----- Source records -----

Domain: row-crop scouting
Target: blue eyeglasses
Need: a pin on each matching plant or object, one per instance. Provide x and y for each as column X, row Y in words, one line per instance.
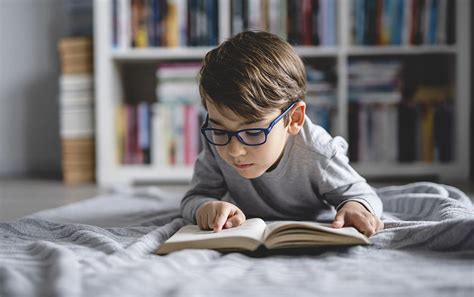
column 251, row 137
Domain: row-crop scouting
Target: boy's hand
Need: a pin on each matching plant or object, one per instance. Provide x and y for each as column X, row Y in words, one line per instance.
column 218, row 215
column 354, row 214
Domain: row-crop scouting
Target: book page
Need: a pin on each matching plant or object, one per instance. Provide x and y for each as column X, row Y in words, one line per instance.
column 247, row 236
column 253, row 228
column 304, row 233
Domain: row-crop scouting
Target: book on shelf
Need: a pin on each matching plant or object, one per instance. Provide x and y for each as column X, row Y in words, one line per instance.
column 254, row 234
column 76, row 98
column 321, row 96
column 133, row 133
column 397, row 110
column 164, row 23
column 307, row 22
column 403, row 22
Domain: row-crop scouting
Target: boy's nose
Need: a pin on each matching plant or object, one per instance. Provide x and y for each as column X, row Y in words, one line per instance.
column 235, row 148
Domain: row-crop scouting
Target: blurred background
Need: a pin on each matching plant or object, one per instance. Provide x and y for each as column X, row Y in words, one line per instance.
column 97, row 94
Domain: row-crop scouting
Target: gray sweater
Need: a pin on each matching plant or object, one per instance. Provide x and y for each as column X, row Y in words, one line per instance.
column 311, row 181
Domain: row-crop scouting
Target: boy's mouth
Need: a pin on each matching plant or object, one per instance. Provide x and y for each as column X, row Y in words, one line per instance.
column 243, row 166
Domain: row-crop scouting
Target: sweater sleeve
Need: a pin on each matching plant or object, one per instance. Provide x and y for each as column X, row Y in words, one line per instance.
column 207, row 184
column 341, row 183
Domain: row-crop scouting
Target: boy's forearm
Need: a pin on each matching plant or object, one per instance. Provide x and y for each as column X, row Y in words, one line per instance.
column 360, row 192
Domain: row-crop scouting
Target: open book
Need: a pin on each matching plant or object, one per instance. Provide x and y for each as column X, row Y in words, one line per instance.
column 255, row 233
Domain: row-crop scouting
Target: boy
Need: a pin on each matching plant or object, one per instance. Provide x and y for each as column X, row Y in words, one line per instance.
column 261, row 153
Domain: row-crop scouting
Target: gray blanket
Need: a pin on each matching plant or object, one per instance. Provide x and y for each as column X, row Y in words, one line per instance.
column 104, row 247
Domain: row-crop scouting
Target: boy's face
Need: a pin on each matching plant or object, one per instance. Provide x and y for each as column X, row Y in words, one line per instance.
column 249, row 161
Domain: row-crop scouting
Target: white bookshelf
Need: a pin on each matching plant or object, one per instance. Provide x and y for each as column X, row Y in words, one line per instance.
column 108, row 94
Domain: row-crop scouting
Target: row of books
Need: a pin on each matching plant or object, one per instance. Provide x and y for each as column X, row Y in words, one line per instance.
column 77, row 129
column 403, row 22
column 305, row 22
column 376, row 81
column 405, row 132
column 163, row 134
column 166, row 23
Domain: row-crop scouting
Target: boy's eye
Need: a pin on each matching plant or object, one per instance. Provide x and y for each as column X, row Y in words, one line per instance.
column 253, row 133
column 219, row 132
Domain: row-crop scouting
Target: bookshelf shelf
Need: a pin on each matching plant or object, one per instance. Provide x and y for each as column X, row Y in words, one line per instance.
column 401, row 50
column 161, row 53
column 109, row 91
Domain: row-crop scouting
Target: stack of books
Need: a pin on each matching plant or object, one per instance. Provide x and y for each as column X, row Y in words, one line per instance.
column 77, row 110
column 321, row 99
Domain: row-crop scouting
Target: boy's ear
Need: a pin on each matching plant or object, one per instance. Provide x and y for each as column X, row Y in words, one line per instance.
column 297, row 118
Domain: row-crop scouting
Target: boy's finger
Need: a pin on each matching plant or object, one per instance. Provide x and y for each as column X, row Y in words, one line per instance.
column 235, row 220
column 220, row 220
column 338, row 221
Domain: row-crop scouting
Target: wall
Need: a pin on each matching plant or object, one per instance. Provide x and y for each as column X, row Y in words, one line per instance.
column 29, row 70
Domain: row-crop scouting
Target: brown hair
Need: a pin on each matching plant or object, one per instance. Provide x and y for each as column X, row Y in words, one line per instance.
column 252, row 72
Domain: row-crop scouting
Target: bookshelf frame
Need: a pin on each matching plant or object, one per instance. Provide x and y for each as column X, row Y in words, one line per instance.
column 108, row 94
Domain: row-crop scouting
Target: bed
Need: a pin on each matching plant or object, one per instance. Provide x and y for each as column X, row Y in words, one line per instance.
column 104, row 246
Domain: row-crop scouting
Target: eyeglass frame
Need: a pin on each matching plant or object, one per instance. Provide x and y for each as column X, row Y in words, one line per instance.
column 231, row 134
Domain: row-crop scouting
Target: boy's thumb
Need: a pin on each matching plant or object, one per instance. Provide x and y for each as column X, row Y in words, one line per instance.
column 338, row 221
column 234, row 221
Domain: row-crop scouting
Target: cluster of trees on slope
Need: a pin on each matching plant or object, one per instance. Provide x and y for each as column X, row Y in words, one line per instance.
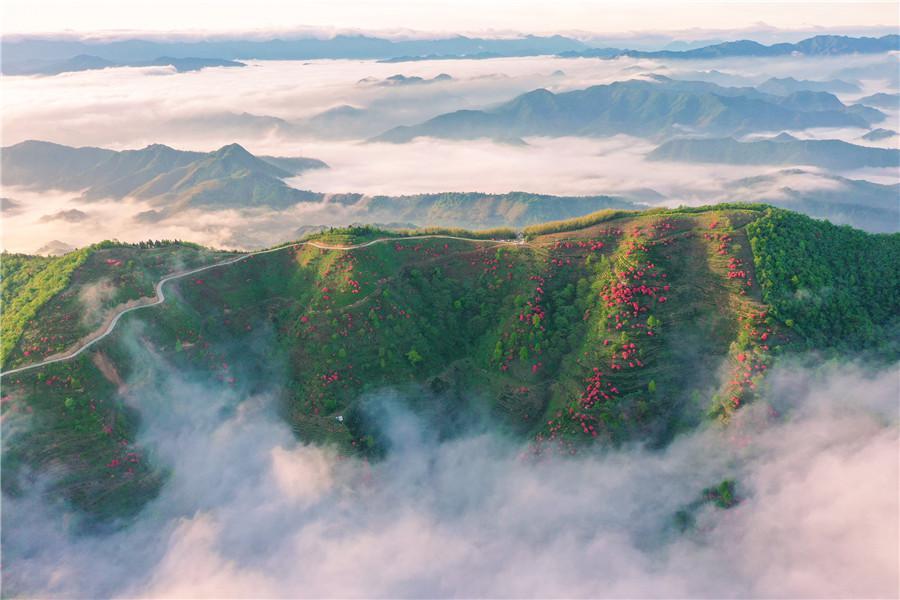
column 837, row 287
column 29, row 282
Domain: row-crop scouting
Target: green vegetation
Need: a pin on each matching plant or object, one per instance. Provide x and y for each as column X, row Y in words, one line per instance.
column 608, row 329
column 28, row 283
column 834, row 287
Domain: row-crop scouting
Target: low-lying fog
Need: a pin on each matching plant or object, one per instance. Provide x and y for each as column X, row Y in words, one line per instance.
column 250, row 512
column 265, row 106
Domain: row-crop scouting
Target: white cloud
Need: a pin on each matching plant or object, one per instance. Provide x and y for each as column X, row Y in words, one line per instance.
column 468, row 517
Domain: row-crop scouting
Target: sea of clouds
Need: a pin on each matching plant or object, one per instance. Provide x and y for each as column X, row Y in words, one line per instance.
column 133, row 107
column 250, row 511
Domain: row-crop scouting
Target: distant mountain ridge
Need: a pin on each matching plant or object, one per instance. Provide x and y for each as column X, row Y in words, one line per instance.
column 18, row 53
column 661, row 106
column 35, row 54
column 88, row 62
column 230, row 176
column 781, row 150
column 820, row 45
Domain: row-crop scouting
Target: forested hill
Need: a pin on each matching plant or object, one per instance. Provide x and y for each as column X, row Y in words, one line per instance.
column 614, row 327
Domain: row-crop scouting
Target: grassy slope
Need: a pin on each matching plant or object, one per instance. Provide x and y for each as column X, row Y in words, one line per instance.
column 622, row 326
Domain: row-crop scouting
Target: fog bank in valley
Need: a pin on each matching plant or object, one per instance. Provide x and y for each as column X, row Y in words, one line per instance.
column 249, row 511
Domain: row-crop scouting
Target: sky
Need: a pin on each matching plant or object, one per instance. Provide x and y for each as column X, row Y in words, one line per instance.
column 539, row 16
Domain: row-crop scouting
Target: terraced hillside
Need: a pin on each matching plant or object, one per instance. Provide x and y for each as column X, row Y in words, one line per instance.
column 615, row 327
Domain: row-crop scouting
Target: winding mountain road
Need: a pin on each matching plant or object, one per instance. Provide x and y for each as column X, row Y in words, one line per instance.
column 161, row 296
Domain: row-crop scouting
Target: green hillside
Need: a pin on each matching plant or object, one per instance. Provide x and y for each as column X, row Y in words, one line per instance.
column 618, row 327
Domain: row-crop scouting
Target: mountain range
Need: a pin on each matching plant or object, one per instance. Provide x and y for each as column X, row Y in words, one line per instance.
column 783, row 149
column 650, row 108
column 19, row 53
column 36, row 54
column 866, row 205
column 87, row 62
column 617, row 328
column 169, row 178
column 820, row 45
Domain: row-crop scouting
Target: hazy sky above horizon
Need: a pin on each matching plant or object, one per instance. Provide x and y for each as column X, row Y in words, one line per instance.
column 539, row 16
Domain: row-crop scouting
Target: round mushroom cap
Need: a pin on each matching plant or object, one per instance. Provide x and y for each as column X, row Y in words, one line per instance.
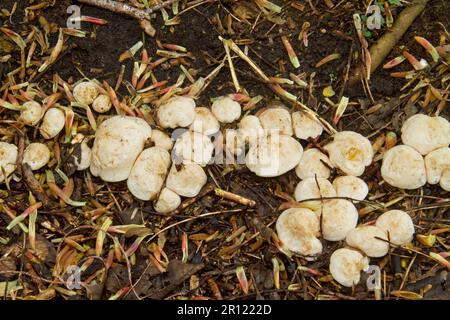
column 368, row 240
column 118, row 142
column 277, row 119
column 36, row 155
column 53, row 122
column 102, row 104
column 339, row 216
column 350, row 152
column 351, row 187
column 305, row 127
column 178, row 111
column 313, row 164
column 398, row 225
column 273, row 155
column 168, row 201
column 298, row 229
column 346, row 266
column 403, row 167
column 31, row 114
column 204, row 122
column 85, row 92
column 425, row 133
column 187, row 181
column 226, row 109
column 8, row 158
column 147, row 175
column 193, row 147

-----

• What is being asked
Please return all lines above in which the string "gray" is found.

• Completed exercise
Target: gray sweater
Target: gray blanket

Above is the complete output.